• **REQUIRED TASK**:
Update the listing lines starting with the line containing "Note: locate the dark" and going on through the line containing "pixel 657 378", swapping "dark green foliage" for "light green foliage" and leaving everything else unchanged.

• **RECORDS SHOWN**:
= = =

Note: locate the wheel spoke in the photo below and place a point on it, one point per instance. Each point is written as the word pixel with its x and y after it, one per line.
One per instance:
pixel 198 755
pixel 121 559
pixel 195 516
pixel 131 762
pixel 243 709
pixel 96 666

= = =

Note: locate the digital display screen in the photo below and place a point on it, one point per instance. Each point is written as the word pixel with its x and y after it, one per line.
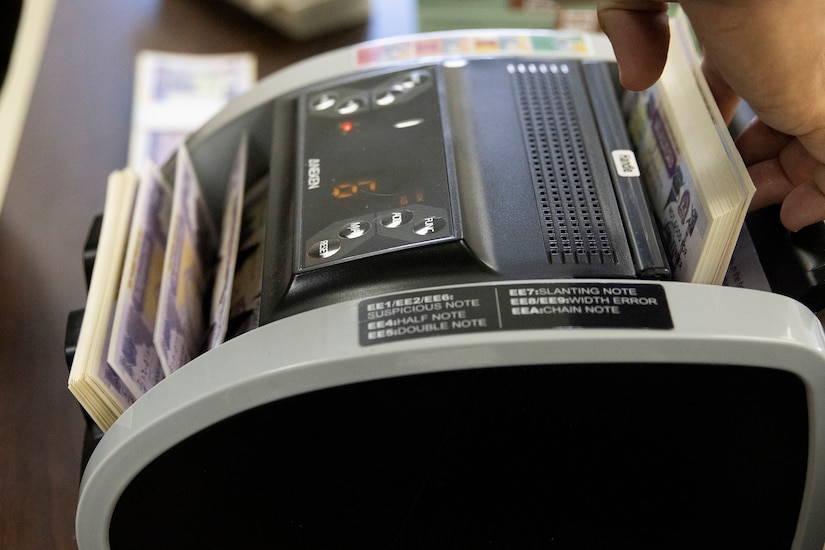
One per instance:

= = =

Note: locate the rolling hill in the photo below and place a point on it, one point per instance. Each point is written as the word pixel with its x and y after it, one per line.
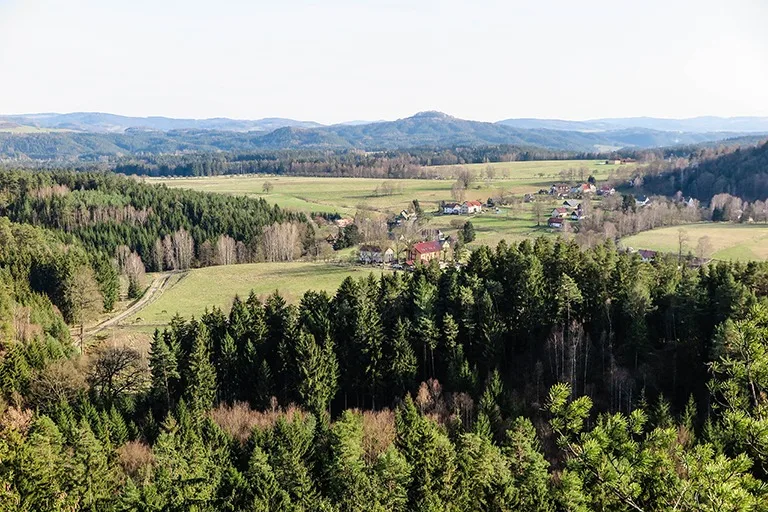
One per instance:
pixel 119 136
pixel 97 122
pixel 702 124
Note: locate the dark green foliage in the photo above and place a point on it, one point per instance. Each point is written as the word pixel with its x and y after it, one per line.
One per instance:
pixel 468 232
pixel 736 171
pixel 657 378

= = =

• **TASK ANSWER**:
Note: locate the light green foliage in the photo above and place a point on it, one point per instance. Each point is written as the word pixel with its x and y after it, one per line.
One per instance:
pixel 468 232
pixel 736 171
pixel 657 378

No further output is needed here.